Openraft provides default implementations for `Node` ([`EmptyNode`] and [`BasicNode`]) and log `Entry` ([`Entry`]).
You can use these implementations directly or define your own custom types.

A [`RaftTypeConfig`] is also used by other components such as [`RaftLogStorage`], [`RaftStateMachine`],
[`RaftNetworkFactory`] and [`RaftNetwork`].


## 3. Implement [`RaftLogStorage`] and [`RaftStateMachine`]

The trait [`RaftLogStorage`] defines how log data is stored and consumed.
It could be a wrapper for a local key-value store like [RocksDB](https://docs.rs/rocksdb/latest/rocksdb/).

The trait [`RaftStateMachine`] defines how log is interpreted. Usually it is an in memory state machine with or without on-disk data backed.

There is a good example,
[`Mem KV Store`](https://github.com/datafuselabs/openraft/blob/main/examples/raft-kv-memstore/src/store/mod.rs),
that demonstrates what should be done when a method is called. The storage methods are listed as the below.
Follow the link to method document to see the details.

^^^^

### [Work instructions]
Answer these from the Openraft excerpt:
(a) Which two default implementations does Openraft provide for `Node`?
(b) Which local key-value store is named as something `RaftLogStorage` could wrap?
(c) What does the trait `RaftStateMachine` define?
None of the data is needed for work on the Openraft excerpt.

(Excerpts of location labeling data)

^^^^

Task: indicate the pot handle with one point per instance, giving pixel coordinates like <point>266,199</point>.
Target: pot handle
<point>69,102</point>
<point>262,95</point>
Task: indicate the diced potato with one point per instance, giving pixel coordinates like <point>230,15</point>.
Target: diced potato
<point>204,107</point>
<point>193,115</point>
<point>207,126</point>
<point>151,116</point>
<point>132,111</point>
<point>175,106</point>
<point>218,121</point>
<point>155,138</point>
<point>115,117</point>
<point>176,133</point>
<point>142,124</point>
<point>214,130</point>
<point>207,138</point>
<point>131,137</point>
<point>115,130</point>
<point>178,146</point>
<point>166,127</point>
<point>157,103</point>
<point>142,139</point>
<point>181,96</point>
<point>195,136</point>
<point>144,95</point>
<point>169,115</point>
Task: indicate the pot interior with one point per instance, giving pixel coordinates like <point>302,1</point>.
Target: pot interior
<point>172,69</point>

^^^^

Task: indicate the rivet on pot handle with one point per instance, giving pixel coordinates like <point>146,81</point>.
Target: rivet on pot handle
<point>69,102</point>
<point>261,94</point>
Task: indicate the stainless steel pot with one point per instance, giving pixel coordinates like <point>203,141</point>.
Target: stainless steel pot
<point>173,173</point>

^^^^

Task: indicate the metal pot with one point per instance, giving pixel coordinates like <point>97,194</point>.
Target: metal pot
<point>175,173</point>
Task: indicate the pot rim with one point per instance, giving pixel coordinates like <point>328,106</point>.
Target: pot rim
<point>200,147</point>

^^^^

### [Answer]
(a) `EmptyNode` and `BasicNode`.
(b) RocksDB.
(c) How log is interpreted.